### Document section
○ ○ ○ ○ ○

B.C. is using extraordinary powers under a state of provincial emergency to keep British Columbians safe, maintain essential goods and services, and support the Province’s ongoing response to the COVID-19 pandemic.

“We have all seen examples of some who continue to defy orders and instruction. Whether that is hoarding important medical supplies and goods or coming together in large groups, it has become clear that additional extraordinary measures are necessary to secure critical supply chains and safeguard the most vulnerable,” Minister of Public Safety and Solicitor General, Mike Farnworth said Thursday.

“I want to be clear Dr. Henry’s orders are not suggestions or good advice. They are the law.”

Using the extraordinary powers under the Emergency Program Act, Farnworth has issued a series of ministerial orders to ensure a co-ordinated response to COVID-19 across all levels of government.

These include:

  • Establishing a new Provincial Supply Chain Coordination Unit to coordinate goods and services distribution; taking a more active role in coordinating essential goods and services movement by land, air, marine and rail; and suspending any bylaws that restrict goods delivery at any time of day.
  • Banning the secondary resale of food, medical supplies, personal protective equipment, cleaning, and other essential supplies; and restricting quantities of items purchased at point of sale.
  • Enabling municipal bylaw officers to support enforcement of the provincial health officer’s orders for business closures and gatherings, in line with offenses under the Public Health Act.
  • Ensuring all passenger and car-ferry services provide minimum service levels and priority access for residents, and essential goods and workers.
  • Making it easier to support critical services for vulnerable people, like food banks and shelters.
  • Suspending local states of emergency specific to the COVID-19 pandemic, except for the City of Vancouver; giving municipal councils the ability to hold more flexible meetings to expedite decisions; and co-ordinating potential use of local publicly owned facilities, like community centers, for self-isolation, testing, medical care, warehousing, and distribution.

○ ○ ○ ○ ○

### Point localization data
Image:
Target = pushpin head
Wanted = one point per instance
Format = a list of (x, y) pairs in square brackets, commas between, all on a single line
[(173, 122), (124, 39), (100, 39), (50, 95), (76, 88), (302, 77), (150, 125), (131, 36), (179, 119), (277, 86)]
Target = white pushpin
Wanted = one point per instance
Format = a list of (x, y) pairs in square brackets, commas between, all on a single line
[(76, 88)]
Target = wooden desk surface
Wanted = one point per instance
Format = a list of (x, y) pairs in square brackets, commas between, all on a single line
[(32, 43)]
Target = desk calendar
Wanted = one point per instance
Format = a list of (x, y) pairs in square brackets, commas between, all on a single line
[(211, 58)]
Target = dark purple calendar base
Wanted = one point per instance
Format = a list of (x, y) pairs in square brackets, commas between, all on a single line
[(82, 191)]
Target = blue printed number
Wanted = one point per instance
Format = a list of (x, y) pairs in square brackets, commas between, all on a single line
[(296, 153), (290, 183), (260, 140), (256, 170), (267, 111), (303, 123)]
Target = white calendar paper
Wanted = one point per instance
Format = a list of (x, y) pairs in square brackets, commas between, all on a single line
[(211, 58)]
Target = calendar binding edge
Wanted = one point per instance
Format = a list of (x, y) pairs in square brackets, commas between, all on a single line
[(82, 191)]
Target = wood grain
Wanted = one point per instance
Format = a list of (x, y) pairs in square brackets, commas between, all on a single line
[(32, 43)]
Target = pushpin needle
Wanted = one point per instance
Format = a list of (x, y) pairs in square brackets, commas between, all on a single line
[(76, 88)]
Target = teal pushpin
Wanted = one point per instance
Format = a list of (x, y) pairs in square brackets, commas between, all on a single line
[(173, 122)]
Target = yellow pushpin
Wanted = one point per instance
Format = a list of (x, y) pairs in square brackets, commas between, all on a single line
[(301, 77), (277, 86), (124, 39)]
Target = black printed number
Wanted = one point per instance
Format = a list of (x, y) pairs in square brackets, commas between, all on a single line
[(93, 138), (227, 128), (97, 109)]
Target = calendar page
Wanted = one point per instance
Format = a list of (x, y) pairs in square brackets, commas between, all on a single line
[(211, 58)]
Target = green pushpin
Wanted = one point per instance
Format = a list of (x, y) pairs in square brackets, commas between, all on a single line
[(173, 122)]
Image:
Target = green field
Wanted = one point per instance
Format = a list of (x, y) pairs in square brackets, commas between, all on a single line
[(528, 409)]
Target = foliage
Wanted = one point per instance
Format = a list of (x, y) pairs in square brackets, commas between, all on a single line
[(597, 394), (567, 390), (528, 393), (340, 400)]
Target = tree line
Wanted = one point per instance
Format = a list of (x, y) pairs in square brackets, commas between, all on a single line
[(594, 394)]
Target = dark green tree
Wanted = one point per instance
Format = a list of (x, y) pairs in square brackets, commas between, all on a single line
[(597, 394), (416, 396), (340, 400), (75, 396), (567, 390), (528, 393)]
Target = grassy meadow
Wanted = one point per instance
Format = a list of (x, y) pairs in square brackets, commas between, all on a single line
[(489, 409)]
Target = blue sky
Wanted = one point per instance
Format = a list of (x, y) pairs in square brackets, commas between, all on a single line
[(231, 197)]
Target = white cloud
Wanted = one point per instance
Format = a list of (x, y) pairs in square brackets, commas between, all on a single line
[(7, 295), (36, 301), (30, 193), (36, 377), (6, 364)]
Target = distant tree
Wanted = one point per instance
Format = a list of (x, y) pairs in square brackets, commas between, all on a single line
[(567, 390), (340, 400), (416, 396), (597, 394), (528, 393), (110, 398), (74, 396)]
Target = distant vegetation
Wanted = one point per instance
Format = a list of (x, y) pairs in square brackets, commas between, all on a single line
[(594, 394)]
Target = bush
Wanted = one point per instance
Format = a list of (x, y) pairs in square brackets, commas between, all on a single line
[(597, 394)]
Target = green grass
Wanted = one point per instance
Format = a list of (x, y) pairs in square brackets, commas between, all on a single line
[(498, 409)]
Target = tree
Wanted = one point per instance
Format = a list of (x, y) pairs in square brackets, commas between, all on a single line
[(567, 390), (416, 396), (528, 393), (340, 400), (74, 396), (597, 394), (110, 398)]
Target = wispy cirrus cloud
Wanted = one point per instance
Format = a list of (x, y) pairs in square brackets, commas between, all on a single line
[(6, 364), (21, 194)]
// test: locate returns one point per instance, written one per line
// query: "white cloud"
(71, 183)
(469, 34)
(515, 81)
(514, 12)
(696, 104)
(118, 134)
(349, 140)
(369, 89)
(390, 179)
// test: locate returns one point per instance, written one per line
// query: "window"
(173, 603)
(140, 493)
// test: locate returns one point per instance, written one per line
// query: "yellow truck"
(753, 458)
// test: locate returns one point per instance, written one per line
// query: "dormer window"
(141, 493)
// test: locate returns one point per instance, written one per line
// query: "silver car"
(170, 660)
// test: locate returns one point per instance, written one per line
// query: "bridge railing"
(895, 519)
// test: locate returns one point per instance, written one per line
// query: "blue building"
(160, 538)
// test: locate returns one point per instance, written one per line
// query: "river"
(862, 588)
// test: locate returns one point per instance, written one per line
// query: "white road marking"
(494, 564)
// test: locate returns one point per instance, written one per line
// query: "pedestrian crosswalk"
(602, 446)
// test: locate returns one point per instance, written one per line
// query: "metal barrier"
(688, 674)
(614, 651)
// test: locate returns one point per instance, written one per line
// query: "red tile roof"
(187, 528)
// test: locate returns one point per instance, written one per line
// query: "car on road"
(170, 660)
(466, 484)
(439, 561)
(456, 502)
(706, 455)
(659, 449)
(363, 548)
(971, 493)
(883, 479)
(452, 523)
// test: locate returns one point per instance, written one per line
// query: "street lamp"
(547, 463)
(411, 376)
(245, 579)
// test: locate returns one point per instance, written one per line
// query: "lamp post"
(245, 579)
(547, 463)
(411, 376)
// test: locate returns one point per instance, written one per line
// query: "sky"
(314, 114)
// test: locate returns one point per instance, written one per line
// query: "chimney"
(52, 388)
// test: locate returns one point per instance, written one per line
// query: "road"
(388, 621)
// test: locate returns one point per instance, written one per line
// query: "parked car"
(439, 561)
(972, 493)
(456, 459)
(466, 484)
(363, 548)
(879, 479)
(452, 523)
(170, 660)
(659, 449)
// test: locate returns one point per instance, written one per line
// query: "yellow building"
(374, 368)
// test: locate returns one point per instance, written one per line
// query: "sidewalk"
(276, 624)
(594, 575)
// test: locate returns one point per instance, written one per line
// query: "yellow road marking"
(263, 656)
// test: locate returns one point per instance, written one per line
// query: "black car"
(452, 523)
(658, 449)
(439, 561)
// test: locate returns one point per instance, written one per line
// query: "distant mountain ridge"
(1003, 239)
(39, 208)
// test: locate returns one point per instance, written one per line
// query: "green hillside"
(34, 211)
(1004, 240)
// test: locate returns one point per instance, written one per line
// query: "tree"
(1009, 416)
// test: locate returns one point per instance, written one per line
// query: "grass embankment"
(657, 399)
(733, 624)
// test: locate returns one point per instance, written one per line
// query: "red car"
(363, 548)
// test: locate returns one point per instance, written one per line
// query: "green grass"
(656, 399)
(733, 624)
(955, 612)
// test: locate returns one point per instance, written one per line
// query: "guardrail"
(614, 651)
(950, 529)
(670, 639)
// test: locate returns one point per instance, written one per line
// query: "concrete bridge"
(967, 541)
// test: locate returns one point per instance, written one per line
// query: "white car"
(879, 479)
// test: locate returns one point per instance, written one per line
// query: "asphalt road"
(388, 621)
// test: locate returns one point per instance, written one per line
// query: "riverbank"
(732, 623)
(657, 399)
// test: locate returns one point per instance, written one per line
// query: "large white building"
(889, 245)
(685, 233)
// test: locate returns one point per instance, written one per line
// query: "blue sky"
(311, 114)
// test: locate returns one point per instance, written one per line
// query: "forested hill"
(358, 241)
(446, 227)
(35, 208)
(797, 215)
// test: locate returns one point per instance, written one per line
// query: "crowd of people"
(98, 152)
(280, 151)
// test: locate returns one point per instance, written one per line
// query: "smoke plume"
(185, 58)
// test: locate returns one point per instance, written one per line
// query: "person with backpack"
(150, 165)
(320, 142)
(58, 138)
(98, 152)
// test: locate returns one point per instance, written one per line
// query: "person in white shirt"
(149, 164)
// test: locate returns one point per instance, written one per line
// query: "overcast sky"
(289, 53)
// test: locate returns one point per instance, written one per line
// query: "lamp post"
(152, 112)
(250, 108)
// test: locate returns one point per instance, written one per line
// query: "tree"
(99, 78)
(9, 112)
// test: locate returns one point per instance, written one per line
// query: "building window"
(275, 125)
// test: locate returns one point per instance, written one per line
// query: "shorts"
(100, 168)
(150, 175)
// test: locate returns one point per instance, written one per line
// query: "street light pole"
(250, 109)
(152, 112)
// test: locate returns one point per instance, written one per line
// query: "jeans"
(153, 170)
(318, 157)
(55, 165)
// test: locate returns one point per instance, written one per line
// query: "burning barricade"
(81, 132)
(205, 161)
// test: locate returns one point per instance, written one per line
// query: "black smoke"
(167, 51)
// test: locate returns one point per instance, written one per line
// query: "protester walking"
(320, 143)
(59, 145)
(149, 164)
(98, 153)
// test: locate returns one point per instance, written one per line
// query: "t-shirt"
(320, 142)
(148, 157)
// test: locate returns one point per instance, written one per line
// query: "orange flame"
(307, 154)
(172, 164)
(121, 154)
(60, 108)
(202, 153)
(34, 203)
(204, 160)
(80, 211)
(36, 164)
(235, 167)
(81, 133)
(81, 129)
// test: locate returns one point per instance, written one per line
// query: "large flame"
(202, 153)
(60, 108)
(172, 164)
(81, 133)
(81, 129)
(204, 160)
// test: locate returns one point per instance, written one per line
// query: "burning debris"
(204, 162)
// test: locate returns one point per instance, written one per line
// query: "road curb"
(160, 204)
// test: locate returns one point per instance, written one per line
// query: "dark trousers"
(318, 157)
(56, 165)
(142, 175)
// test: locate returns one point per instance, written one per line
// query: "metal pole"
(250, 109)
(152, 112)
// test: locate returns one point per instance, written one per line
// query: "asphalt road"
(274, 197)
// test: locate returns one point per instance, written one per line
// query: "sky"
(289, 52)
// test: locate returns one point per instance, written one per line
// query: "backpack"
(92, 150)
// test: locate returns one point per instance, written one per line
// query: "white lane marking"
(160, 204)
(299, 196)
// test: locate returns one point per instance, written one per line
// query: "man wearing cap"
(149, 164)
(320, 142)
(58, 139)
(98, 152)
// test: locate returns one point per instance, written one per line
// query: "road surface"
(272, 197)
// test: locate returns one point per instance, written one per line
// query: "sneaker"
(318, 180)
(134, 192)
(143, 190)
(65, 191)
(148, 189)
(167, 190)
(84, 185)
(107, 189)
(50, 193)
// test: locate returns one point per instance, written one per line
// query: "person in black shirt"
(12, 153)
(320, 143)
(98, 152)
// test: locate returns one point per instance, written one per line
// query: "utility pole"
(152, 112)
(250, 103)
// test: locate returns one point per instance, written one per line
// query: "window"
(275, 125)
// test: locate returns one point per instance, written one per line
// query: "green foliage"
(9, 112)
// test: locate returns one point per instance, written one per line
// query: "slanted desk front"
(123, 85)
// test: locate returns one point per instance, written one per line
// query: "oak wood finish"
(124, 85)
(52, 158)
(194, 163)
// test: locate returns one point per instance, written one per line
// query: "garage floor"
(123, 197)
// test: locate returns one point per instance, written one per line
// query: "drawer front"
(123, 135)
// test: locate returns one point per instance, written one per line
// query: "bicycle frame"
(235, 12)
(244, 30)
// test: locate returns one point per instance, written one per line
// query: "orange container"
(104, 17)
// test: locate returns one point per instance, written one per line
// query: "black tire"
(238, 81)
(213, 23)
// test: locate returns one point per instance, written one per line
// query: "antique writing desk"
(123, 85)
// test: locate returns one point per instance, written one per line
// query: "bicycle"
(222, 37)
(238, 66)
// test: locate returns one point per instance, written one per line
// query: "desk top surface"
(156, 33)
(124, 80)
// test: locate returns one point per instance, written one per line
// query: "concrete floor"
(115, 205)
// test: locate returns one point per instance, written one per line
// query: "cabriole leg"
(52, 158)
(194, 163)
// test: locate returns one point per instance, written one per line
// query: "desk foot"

○ ○ ○ ○ ○

### Task requirements
A - In the B.C. emergency orders text, list every use it gives for local publicly owned facilities such as community centers.
B - Please answer these questions from the B.C. emergency orders text:
(i) Who is named as Minister of Public Safety and Solicitor General?
(ii) Which city is exempt from the suspension of local states of emergency?
(iii) Under which act did the minister issue the ministerial orders?
C - Type out the stretch of the B.C. emergency orders text from "B.C. is using" through "levels of government.".

### Solutions to each task
A - self-isolation, testing, medical care, warehousing, distribution

B -
(i) Mike Farnworth
(ii) The City of Vancouver
(iii) The Emergency Program Act

C -
B.C. is using extraordinary powers under a state of provincial emergency to keep British Columbians safe, maintain essential goods and services, and support the Province’s ongoing response to the COVID-19 pandemic.

“We have all seen examples of some who continue to defy orders and instruction. Whether that is hoarding important medical supplies and goods or coming together in large groups, it has become clear that additional extraordinary measures are necessary to secure critical supply chains and safeguard the most vulnerable,” Minister of Public Safety and Solicitor General, Mike Farnworth said Thursday.

“I want to be clear Dr. Henry’s orders are not suggestions or good advice. They are the law.”

Using the extraordinary powers under the Emergency Program Act, Farnworth has issued a series of ministerial orders to ensure a co-ordinated response to COVID-19 across all levels of government.